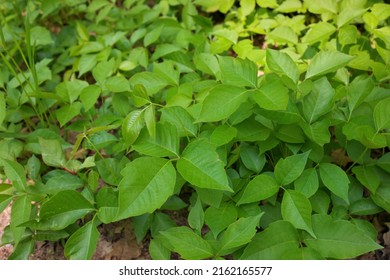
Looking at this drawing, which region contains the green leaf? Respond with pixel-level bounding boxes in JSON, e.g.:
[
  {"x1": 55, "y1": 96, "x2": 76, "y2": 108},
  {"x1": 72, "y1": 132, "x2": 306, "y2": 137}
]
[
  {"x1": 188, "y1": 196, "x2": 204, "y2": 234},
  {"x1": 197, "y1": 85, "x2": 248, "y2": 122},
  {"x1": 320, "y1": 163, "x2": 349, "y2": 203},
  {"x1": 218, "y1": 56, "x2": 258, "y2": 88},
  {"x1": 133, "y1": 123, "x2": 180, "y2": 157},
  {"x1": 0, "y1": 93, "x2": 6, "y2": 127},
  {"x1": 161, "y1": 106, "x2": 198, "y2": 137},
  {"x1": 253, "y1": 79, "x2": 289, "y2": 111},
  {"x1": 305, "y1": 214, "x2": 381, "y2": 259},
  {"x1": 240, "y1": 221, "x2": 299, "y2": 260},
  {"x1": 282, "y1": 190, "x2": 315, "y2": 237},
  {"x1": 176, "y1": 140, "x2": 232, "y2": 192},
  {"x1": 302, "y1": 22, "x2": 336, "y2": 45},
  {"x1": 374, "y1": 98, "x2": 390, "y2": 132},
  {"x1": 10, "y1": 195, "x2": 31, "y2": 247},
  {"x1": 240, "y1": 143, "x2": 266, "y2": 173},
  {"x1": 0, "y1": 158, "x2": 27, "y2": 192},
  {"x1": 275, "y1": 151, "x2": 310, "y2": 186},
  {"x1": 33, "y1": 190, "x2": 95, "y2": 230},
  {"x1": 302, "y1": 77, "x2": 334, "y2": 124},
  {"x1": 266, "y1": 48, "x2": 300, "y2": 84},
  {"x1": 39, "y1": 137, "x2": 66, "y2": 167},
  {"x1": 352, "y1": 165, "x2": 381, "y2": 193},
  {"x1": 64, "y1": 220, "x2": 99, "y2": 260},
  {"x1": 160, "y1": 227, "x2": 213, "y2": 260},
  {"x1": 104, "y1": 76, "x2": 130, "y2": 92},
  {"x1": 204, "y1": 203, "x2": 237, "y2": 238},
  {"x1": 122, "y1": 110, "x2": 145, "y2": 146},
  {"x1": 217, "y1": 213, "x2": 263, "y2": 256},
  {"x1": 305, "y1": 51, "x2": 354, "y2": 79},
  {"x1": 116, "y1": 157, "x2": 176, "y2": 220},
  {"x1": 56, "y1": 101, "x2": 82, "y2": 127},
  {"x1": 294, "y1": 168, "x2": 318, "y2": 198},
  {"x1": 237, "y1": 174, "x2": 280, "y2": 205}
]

» Exercise: Count the lines in the entries above that contain the word "green", treating uppercase and lowercase as different. Reply with the number only.

» Exercise answer: 1